Items from a dataset:
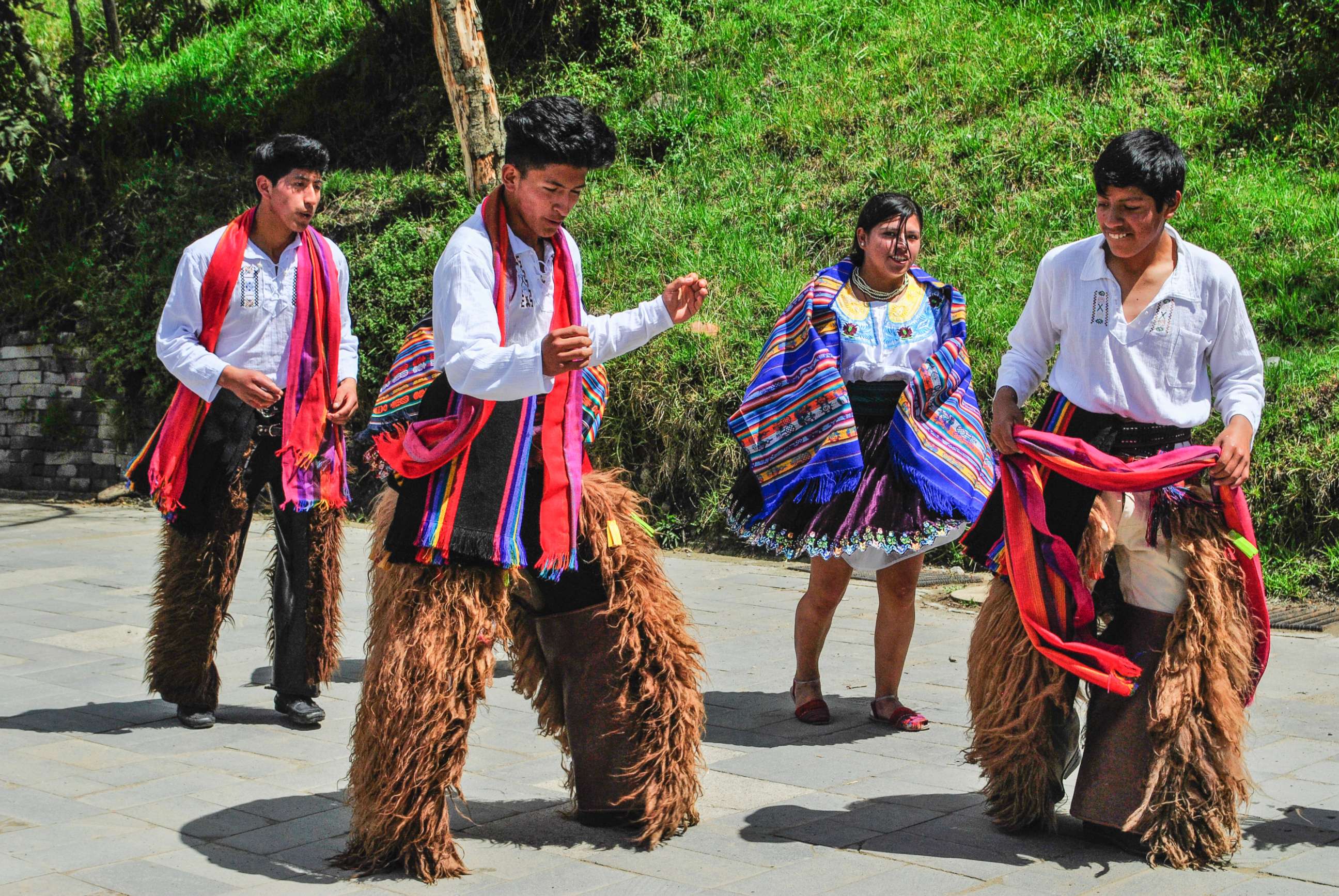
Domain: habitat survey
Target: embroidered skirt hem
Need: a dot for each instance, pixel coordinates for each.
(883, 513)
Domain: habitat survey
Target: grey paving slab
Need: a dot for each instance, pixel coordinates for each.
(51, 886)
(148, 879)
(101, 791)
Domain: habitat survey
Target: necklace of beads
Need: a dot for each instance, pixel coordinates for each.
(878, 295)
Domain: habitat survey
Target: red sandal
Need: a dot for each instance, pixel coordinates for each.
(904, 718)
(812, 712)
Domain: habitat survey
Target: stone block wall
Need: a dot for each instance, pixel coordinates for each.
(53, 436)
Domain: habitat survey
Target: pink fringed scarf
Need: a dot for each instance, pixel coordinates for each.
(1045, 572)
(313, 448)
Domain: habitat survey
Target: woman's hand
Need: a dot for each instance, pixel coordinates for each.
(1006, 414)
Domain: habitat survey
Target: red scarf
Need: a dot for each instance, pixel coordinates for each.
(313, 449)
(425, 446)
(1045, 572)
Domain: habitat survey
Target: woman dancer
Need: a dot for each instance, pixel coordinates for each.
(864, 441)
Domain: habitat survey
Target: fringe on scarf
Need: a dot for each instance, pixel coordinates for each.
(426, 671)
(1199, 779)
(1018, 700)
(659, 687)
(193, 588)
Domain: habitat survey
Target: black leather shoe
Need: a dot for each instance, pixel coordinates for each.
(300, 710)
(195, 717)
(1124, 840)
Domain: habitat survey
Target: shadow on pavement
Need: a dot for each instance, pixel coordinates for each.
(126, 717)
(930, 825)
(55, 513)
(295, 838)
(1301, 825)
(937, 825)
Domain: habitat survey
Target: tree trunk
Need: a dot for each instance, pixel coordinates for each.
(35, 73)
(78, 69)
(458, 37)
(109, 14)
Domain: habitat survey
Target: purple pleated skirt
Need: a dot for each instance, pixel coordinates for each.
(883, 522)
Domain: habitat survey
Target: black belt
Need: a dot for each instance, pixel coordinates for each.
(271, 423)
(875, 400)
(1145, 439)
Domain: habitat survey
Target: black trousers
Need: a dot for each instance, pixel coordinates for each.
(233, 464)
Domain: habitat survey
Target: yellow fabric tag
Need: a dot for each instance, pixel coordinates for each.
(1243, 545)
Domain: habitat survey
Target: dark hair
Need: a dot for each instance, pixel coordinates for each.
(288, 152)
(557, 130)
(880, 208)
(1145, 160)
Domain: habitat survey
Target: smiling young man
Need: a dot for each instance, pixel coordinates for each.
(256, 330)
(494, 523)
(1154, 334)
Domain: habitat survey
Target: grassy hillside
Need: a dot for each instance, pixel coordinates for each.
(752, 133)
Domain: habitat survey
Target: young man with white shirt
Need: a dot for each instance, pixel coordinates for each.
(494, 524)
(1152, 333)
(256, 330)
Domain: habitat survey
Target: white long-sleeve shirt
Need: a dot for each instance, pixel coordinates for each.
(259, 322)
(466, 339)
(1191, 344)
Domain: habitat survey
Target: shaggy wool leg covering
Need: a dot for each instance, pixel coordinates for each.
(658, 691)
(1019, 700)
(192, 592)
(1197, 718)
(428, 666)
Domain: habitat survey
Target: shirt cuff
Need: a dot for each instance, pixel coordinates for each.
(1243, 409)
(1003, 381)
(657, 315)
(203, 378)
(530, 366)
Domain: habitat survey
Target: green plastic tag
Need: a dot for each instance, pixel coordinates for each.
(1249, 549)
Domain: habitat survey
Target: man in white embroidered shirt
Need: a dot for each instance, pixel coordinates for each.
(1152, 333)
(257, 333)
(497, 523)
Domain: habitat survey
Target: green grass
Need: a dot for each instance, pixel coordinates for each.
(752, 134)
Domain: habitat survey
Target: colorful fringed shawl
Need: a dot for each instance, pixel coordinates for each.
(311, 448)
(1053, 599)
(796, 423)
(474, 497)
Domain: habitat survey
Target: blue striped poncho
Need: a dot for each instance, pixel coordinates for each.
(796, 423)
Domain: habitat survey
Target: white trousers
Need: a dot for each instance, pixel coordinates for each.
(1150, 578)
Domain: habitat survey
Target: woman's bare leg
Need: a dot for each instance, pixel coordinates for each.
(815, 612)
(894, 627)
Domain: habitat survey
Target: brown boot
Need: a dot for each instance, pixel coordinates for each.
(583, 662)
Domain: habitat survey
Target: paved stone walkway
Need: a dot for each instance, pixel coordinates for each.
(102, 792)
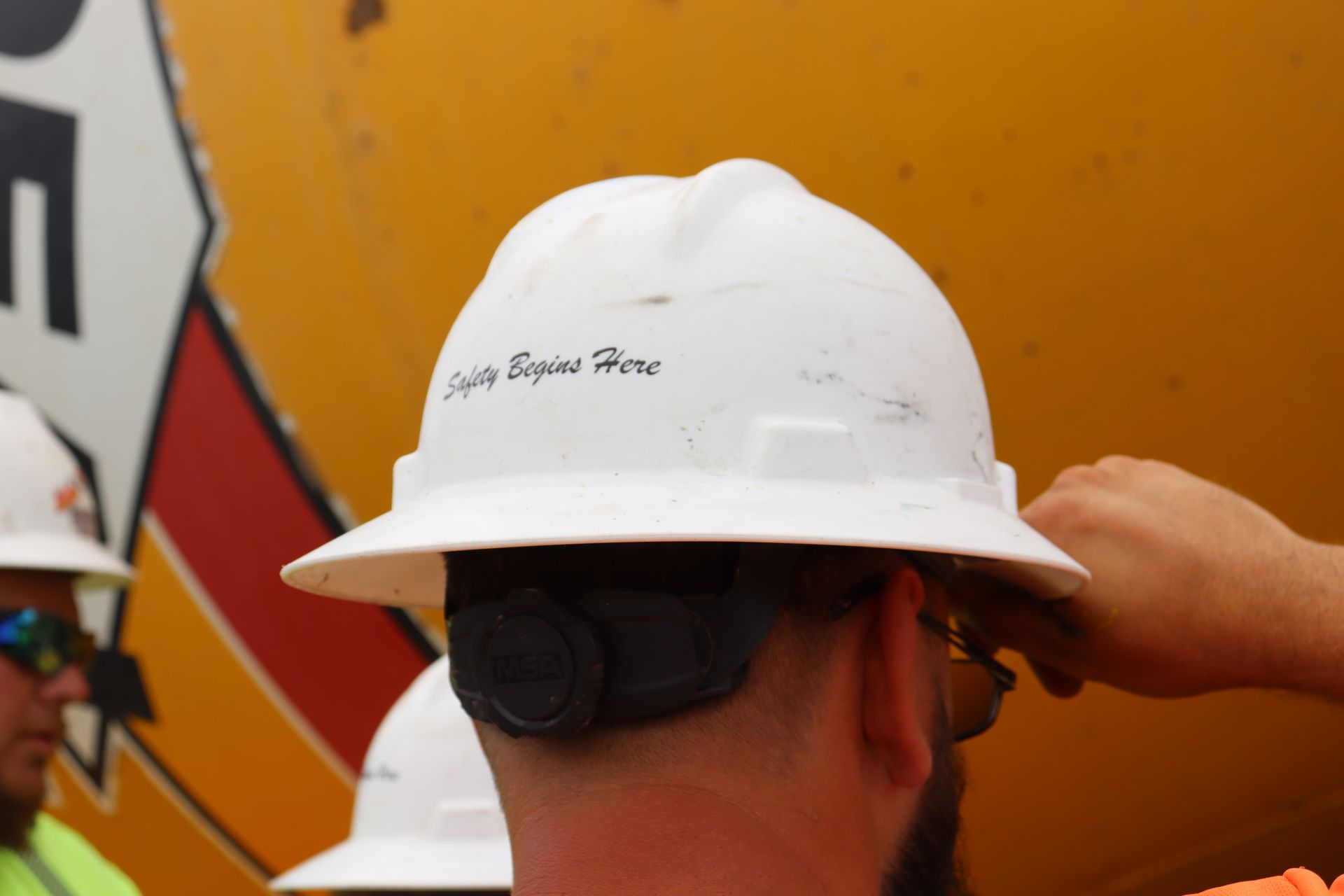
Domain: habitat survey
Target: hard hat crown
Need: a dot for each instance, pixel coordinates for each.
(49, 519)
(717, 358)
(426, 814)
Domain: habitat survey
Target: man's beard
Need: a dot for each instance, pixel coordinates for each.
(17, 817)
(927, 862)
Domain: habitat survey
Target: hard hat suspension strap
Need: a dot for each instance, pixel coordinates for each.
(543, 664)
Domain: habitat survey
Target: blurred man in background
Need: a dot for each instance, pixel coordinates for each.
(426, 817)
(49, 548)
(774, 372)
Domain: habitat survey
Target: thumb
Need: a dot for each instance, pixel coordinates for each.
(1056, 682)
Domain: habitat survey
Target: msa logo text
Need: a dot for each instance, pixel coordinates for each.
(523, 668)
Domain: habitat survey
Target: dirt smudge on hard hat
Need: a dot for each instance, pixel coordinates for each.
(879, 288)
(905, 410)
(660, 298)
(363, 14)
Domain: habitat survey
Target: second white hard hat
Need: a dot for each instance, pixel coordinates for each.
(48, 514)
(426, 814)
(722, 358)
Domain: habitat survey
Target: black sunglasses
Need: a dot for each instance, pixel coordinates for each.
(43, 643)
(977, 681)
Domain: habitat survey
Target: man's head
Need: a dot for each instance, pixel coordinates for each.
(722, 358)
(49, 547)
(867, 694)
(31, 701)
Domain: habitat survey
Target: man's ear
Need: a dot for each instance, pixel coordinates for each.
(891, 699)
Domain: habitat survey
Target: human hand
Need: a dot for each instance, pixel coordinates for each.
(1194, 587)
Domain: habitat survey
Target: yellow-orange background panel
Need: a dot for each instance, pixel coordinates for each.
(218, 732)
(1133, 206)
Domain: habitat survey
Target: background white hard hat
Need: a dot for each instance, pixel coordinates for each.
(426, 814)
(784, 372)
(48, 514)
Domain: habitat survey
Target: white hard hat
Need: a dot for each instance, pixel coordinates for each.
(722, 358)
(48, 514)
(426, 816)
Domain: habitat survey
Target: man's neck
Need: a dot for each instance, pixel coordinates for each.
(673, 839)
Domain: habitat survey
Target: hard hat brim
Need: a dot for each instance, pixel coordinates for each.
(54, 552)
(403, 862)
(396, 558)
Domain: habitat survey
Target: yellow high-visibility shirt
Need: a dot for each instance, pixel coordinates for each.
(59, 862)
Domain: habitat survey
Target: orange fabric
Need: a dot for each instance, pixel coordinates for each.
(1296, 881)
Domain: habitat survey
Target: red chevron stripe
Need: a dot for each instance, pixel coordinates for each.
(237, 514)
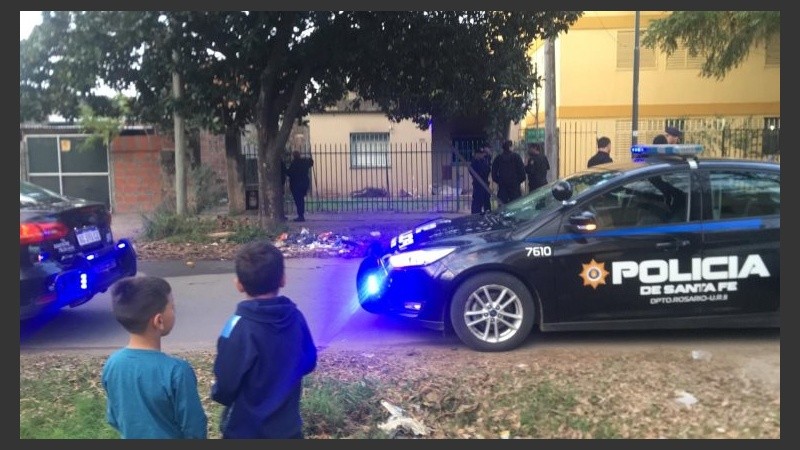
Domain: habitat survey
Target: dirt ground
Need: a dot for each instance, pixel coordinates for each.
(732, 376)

* [Goal of the exercise]:
The lines you need are those with the word "woman"; list them from the entries.

* [Answer to this exercise]:
Target: woman's hand
Target: woman dancer
Target: woman's bare leg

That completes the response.